Task directions
Reproduce the records from their first line through the line containing "[423,67,968,115]", inclusive, requests and all. Increase every bounding box coordinate in the answers by 70, and leave out everything after that line.

Provided material
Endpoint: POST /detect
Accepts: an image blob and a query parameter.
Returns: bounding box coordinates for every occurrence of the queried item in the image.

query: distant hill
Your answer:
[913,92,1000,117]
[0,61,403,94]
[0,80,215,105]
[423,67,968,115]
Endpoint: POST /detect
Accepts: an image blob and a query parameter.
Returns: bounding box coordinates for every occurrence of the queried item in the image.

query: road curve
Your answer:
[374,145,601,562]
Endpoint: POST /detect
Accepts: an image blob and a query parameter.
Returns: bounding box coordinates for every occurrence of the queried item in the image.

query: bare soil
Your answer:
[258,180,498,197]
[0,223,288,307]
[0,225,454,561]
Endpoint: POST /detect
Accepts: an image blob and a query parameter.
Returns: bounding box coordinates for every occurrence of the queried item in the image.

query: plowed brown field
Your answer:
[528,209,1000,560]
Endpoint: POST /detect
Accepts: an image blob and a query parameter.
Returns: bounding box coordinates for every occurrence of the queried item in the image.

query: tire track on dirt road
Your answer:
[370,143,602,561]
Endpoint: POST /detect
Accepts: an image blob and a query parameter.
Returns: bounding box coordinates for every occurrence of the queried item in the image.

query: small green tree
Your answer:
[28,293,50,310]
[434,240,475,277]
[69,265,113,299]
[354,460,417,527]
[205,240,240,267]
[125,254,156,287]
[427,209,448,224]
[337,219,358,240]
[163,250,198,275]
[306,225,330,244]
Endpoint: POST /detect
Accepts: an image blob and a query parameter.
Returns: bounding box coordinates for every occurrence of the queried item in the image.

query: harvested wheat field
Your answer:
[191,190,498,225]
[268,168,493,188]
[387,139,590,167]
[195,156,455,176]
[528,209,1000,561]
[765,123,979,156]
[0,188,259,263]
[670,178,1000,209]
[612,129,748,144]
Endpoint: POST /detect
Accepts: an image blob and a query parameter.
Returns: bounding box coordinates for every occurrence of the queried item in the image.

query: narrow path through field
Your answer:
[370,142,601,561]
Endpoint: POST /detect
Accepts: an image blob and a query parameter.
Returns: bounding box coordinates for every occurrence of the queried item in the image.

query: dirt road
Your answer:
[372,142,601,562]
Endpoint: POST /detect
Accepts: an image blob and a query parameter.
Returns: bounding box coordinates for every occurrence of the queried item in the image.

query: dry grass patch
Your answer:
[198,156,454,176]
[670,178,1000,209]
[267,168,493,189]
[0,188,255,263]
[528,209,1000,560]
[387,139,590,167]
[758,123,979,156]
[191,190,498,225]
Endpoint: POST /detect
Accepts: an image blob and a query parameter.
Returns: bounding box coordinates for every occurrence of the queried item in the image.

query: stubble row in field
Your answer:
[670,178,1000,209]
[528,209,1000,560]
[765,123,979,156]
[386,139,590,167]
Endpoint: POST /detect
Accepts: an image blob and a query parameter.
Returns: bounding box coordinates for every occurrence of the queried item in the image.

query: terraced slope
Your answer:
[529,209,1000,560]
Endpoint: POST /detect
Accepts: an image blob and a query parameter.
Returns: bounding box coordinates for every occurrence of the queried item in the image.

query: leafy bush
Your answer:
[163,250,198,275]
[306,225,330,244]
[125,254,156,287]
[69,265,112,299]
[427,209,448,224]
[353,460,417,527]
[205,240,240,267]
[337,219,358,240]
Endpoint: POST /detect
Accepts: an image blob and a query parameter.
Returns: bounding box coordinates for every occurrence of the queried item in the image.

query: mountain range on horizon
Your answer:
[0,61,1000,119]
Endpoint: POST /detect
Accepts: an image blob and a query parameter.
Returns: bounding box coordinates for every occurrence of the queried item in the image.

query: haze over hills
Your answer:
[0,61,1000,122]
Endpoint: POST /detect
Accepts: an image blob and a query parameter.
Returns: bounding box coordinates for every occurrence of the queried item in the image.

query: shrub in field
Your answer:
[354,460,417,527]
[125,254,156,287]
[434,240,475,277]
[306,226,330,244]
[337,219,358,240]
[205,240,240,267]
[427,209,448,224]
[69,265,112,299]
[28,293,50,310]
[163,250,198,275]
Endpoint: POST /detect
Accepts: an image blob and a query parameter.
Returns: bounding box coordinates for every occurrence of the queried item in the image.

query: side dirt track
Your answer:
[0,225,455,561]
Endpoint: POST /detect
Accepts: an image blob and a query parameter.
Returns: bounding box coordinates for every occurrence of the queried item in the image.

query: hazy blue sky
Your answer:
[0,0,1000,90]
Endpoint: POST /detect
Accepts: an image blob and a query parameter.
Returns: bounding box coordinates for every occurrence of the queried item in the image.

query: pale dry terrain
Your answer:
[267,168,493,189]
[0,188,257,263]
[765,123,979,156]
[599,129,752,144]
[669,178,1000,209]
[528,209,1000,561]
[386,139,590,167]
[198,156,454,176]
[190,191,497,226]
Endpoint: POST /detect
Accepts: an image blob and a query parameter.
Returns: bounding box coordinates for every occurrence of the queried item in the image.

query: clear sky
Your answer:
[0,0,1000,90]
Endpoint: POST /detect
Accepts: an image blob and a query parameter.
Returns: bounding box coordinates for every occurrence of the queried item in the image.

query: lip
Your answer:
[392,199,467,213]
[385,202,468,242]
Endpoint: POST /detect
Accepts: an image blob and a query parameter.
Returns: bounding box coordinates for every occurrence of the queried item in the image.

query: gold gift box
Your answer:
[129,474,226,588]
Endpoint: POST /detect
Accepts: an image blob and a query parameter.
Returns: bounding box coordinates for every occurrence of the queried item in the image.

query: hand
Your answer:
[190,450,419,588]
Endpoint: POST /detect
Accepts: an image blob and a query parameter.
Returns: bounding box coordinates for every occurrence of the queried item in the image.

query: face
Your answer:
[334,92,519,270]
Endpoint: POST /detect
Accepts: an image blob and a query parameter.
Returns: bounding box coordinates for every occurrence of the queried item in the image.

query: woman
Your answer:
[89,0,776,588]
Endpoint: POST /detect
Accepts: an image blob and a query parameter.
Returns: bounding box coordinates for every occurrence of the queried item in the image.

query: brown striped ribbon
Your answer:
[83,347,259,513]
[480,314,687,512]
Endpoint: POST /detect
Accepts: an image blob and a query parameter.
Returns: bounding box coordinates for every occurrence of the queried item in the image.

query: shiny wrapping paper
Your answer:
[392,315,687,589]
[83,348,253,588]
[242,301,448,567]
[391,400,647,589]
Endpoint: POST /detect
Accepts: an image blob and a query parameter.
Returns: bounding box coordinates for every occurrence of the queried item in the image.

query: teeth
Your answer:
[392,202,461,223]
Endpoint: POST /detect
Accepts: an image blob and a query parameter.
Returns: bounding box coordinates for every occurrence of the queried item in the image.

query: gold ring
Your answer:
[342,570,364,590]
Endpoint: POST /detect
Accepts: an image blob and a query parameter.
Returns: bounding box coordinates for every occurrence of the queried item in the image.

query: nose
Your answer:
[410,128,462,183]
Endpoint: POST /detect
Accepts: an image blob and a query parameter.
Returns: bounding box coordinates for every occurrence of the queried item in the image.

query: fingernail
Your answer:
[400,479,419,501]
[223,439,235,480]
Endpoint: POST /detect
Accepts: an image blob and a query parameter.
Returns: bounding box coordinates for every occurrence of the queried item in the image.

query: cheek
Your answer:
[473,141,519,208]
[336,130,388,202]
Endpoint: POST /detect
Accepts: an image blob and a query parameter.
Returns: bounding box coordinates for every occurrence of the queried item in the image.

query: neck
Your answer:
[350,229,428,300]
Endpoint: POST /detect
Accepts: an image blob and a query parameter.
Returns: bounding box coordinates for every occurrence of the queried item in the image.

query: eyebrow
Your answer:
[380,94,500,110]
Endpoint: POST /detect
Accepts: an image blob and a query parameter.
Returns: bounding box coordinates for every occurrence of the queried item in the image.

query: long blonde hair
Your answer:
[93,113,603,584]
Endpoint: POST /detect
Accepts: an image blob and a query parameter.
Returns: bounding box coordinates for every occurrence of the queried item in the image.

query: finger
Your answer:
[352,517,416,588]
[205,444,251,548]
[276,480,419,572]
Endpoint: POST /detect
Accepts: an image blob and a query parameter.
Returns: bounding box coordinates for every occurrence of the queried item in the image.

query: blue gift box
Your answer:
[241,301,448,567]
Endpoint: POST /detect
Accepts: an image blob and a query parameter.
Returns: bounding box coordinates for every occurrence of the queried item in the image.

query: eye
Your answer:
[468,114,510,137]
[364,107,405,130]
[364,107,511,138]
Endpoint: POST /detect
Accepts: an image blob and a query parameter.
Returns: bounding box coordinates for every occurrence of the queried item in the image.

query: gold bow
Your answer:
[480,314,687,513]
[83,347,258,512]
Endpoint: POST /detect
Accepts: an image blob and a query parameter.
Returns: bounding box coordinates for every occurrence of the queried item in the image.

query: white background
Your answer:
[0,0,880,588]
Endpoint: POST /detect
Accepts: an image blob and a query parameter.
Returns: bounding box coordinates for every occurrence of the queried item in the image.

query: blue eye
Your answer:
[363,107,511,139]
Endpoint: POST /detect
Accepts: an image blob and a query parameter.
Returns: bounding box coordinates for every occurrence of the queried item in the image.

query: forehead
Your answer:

Written reply
Endpoint: POST /detect
Accepts: an image blob and a query parameter.
Returns: bounding box coordinates for every occurrence of the queried item in the image.

query: distant hill
Your answer:
[983,162,1070,187]
[70,131,473,164]
[70,150,285,175]
[493,137,1038,185]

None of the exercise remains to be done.